What you have to do » Copy the stretch from the start of the rows through the line containing "Outlines of the", word for word. Leave the pictures out.

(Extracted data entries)
-- Begin --

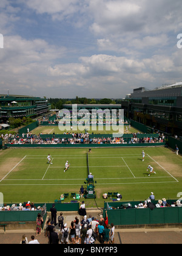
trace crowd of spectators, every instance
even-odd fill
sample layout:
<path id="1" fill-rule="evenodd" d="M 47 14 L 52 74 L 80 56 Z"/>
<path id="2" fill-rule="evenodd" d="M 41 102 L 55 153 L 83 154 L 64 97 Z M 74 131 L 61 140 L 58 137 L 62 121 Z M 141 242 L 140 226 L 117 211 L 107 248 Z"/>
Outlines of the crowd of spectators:
<path id="1" fill-rule="evenodd" d="M 85 215 L 80 221 L 76 216 L 70 225 L 63 217 L 59 232 L 56 227 L 58 224 L 50 218 L 46 224 L 45 236 L 50 244 L 95 244 L 96 240 L 101 244 L 114 243 L 115 226 L 113 224 L 109 225 L 107 211 L 104 218 L 102 215 L 99 218 Z"/>
<path id="2" fill-rule="evenodd" d="M 138 137 L 137 133 L 132 133 L 132 137 L 95 137 L 90 136 L 90 133 L 67 133 L 66 135 L 69 134 L 70 138 L 64 137 L 64 135 L 58 137 L 55 134 L 50 136 L 47 134 L 47 138 L 42 138 L 40 133 L 38 135 L 32 134 L 32 132 L 27 133 L 22 133 L 22 136 L 19 134 L 16 135 L 7 135 L 9 144 L 134 144 L 134 143 L 156 143 L 164 142 L 164 137 L 159 135 L 157 137 L 145 137 L 144 134 L 143 138 Z"/>
<path id="3" fill-rule="evenodd" d="M 106 197 L 107 198 L 107 197 Z M 166 198 L 163 197 L 160 200 L 155 200 L 155 196 L 153 192 L 151 192 L 150 196 L 147 198 L 147 199 L 144 200 L 144 201 L 140 201 L 138 204 L 135 204 L 132 205 L 130 202 L 127 204 L 123 204 L 120 206 L 117 207 L 108 206 L 109 210 L 115 210 L 116 208 L 119 209 L 130 209 L 130 208 L 136 208 L 136 209 L 141 209 L 141 208 L 150 208 L 151 210 L 153 210 L 155 208 L 160 208 L 160 207 L 182 207 L 182 201 L 177 200 L 176 201 L 167 201 Z"/>
<path id="4" fill-rule="evenodd" d="M 33 202 L 24 202 L 19 204 L 13 204 L 11 206 L 4 204 L 0 206 L 0 211 L 42 211 L 43 208 L 41 206 L 36 207 Z"/>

-- End --

Exercise output »
trace crowd of spectators, every instance
even-odd fill
sample layout:
<path id="1" fill-rule="evenodd" d="M 47 14 L 52 74 L 80 56 Z"/>
<path id="2" fill-rule="evenodd" d="M 41 102 L 55 153 L 83 154 L 64 97 Z M 74 131 L 61 140 L 58 137 L 62 121 Z M 141 242 L 140 226 L 117 211 L 107 248 Z"/>
Outlines of the crowd of spectators:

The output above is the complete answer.